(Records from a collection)
━━━

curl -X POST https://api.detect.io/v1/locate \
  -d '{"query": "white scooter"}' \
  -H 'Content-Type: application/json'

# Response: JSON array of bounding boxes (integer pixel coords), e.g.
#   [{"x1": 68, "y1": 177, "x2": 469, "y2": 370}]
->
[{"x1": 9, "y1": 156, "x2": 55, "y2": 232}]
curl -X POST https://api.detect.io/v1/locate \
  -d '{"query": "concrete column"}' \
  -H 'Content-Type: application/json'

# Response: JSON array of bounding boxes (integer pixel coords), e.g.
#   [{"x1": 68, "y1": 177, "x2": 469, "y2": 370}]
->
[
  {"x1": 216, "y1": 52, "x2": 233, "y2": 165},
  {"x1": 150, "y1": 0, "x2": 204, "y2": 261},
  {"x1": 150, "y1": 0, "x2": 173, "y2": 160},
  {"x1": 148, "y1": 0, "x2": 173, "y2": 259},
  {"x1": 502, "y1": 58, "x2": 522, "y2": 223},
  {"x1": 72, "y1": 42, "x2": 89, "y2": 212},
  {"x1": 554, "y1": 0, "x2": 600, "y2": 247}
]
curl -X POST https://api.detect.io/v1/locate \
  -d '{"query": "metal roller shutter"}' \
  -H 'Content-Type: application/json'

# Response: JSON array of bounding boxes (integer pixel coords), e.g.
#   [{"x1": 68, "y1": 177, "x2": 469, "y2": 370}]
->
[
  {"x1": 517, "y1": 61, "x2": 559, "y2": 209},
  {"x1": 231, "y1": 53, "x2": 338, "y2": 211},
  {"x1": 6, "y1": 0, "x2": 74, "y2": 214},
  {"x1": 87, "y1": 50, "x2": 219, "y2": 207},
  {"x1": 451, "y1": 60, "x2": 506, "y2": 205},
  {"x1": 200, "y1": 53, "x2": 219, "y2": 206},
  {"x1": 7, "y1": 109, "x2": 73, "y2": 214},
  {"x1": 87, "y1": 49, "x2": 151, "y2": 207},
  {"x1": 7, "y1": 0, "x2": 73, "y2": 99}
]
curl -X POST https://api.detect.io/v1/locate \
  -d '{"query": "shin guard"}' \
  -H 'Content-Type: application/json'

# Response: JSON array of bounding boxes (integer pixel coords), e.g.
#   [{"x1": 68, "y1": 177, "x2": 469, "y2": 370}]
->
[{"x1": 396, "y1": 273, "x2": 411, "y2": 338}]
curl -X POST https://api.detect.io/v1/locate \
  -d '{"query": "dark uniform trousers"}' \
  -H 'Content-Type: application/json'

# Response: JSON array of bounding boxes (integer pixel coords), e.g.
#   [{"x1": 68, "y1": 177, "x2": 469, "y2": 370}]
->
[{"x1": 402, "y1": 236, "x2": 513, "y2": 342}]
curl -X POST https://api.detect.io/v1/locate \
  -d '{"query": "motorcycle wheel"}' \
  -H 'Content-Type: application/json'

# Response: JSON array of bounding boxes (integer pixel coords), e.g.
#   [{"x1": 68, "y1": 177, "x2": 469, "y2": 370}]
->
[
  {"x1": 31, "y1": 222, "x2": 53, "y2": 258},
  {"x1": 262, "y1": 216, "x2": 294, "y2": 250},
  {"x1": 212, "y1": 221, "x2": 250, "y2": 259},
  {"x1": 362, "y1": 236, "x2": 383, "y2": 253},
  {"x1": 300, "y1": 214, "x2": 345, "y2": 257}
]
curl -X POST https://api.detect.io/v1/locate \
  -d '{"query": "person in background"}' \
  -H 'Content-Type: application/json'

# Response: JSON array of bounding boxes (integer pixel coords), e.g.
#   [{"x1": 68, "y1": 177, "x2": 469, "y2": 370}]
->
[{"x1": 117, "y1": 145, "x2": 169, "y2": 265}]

━━━

• Description of the task: Put down each entry again, unchanged and complete.

• Task output:
curl -X POST https://api.detect.io/v1/locate \
  -d '{"query": "white scooter"}' \
  -H 'Content-Type: application/json'

# Response: JSON array of bounding boxes (integer pixel coords), e.g.
#   [{"x1": 68, "y1": 177, "x2": 469, "y2": 370}]
->
[{"x1": 9, "y1": 156, "x2": 55, "y2": 232}]
curl -X POST https://api.detect.io/v1/locate \
  -d '{"query": "concrete column"}' \
  -H 'Content-Type: application/json'

# Response: JSON array of bounding boxes (integer pixel coords), e.g.
#   [{"x1": 68, "y1": 177, "x2": 469, "y2": 370}]
->
[
  {"x1": 216, "y1": 52, "x2": 233, "y2": 165},
  {"x1": 150, "y1": 0, "x2": 204, "y2": 261},
  {"x1": 150, "y1": 0, "x2": 173, "y2": 160},
  {"x1": 148, "y1": 0, "x2": 173, "y2": 259},
  {"x1": 502, "y1": 58, "x2": 522, "y2": 223},
  {"x1": 72, "y1": 42, "x2": 89, "y2": 212},
  {"x1": 554, "y1": 0, "x2": 600, "y2": 247}
]
curl -X POST https://api.detect.io/v1/locate \
  -d '{"query": "metal roller shutter"}' \
  -H 'Content-Type: application/json'

# Response: JSON array of bounding boxes (integer pixel coords), e.g.
#   [{"x1": 68, "y1": 177, "x2": 469, "y2": 370}]
->
[
  {"x1": 517, "y1": 61, "x2": 559, "y2": 209},
  {"x1": 231, "y1": 53, "x2": 338, "y2": 211},
  {"x1": 6, "y1": 0, "x2": 74, "y2": 214},
  {"x1": 87, "y1": 50, "x2": 219, "y2": 207},
  {"x1": 451, "y1": 60, "x2": 506, "y2": 205},
  {"x1": 200, "y1": 53, "x2": 219, "y2": 206},
  {"x1": 7, "y1": 109, "x2": 73, "y2": 214},
  {"x1": 87, "y1": 49, "x2": 151, "y2": 207},
  {"x1": 7, "y1": 0, "x2": 73, "y2": 99}
]
curl -X POST https://api.detect.io/v1/locate \
  -d '{"query": "shin guard"}' \
  -H 'Content-Type: application/json'

# Response: JSON array of bounding boxes (integer pixel coords), e.g.
#   [{"x1": 68, "y1": 177, "x2": 469, "y2": 370}]
->
[{"x1": 396, "y1": 273, "x2": 411, "y2": 338}]
curl -X POST https://api.detect.io/v1/locate \
  -d '{"query": "dark uniform trousers"}' \
  -H 'Content-Type: application/json'

# Response: JSON array of bounding boxes (integer pixel coords), e.g.
#   [{"x1": 68, "y1": 177, "x2": 469, "y2": 370}]
->
[{"x1": 402, "y1": 236, "x2": 513, "y2": 342}]
curl -X POST https://api.detect.io/v1/locate \
  -d '{"query": "motorcycle wheel"}' \
  -H 'Content-Type: application/json'

# Response: JSON array of bounding boxes (integer pixel coords), e.g.
#   [{"x1": 68, "y1": 177, "x2": 469, "y2": 370}]
->
[
  {"x1": 31, "y1": 222, "x2": 53, "y2": 258},
  {"x1": 262, "y1": 216, "x2": 294, "y2": 250},
  {"x1": 212, "y1": 221, "x2": 250, "y2": 259},
  {"x1": 362, "y1": 236, "x2": 383, "y2": 253},
  {"x1": 300, "y1": 214, "x2": 345, "y2": 257}
]
curl -X POST https://api.detect.io/v1/locate \
  -d '{"query": "person in background"}' \
  -H 'Content-Type: application/json'

# Response: JSON array of bounding boxes (integer pixel coords), e.g.
#   [{"x1": 68, "y1": 177, "x2": 469, "y2": 370}]
->
[{"x1": 117, "y1": 145, "x2": 169, "y2": 265}]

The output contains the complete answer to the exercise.